Point annotation dataset items:

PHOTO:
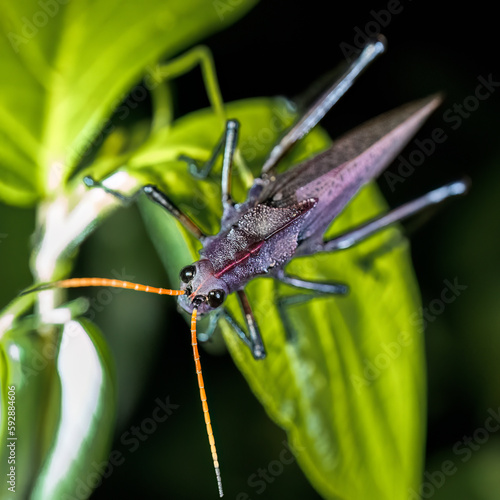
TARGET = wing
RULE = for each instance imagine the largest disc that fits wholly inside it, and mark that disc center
(336, 175)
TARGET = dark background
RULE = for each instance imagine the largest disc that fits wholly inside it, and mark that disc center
(281, 48)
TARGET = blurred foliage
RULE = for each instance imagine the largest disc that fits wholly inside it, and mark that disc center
(150, 346)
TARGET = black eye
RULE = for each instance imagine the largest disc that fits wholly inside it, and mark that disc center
(216, 297)
(187, 273)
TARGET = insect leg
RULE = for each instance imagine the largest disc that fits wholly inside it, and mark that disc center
(324, 103)
(254, 343)
(400, 213)
(207, 334)
(199, 55)
(284, 302)
(316, 286)
(154, 194)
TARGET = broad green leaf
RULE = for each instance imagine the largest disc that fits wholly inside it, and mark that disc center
(79, 450)
(67, 65)
(350, 390)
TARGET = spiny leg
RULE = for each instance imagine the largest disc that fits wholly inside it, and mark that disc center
(315, 286)
(324, 103)
(284, 302)
(226, 145)
(254, 343)
(160, 198)
(400, 213)
(212, 325)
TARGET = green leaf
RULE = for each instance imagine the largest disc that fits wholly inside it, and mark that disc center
(68, 65)
(350, 390)
(80, 448)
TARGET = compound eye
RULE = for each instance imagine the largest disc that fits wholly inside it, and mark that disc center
(187, 273)
(216, 298)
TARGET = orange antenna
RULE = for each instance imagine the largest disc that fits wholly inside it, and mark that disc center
(83, 282)
(203, 397)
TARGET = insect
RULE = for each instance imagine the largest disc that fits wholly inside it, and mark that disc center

WORK TO DO —
Update the items by replacing each "disc" with "circle" and keeping every other line unchanged. Leave the pictures out of your answer.

PROBLEM SOLUTION —
PHOTO:
TARGET = wing
RULE = for each instance imagine the largest circle that fits wholly inside it, and mark that circle center
(336, 175)
TARGET = dark background
RULE = for each instance imagine the largest circle that fits wholly inside it, and mark that circle center
(281, 48)
TARGET = blurred foliage
RULE = for each instance imagine the largest circle that fits wholly inside it, and mark that circle center
(150, 346)
TARGET = black eye
RULE = for each instance imagine the largest circle that fits wholly inside it, and mark that circle center
(216, 297)
(187, 273)
TARGET = insect leg
RULE = for each instance imagine the largest circle that fits wholly inside it, and mark that circle center
(324, 103)
(254, 343)
(400, 213)
(207, 334)
(199, 55)
(284, 302)
(316, 286)
(154, 194)
TARGET = broad green leaf
RULE = for each instance imagine the largest circle that fits wholly inside it, and mark that circle center
(79, 450)
(67, 65)
(350, 390)
TARGET = spiny leg
RULE = for each instance imagine the largest circle that fits wholly inside it, and mark that circle center
(315, 286)
(324, 103)
(284, 302)
(226, 145)
(254, 343)
(160, 198)
(400, 213)
(212, 325)
TARGET = green leaf
RULE = for each instance imagine the largest circle that fits wholly inside it, and mark that circle center
(68, 65)
(350, 390)
(80, 448)
TARGET = compound eye
RULE = for each instance imagine the largest circle that fits wholly inside it, and mark that circle center
(187, 273)
(216, 298)
TARGET = orange antenna
RULE = for each instance imagine the largest circle that fits wholly inside it, and mark that circle center
(83, 282)
(203, 397)
TARGET = insect
RULE = for each instance imagine the largest circle that fits wholly inside it, and mark that circle center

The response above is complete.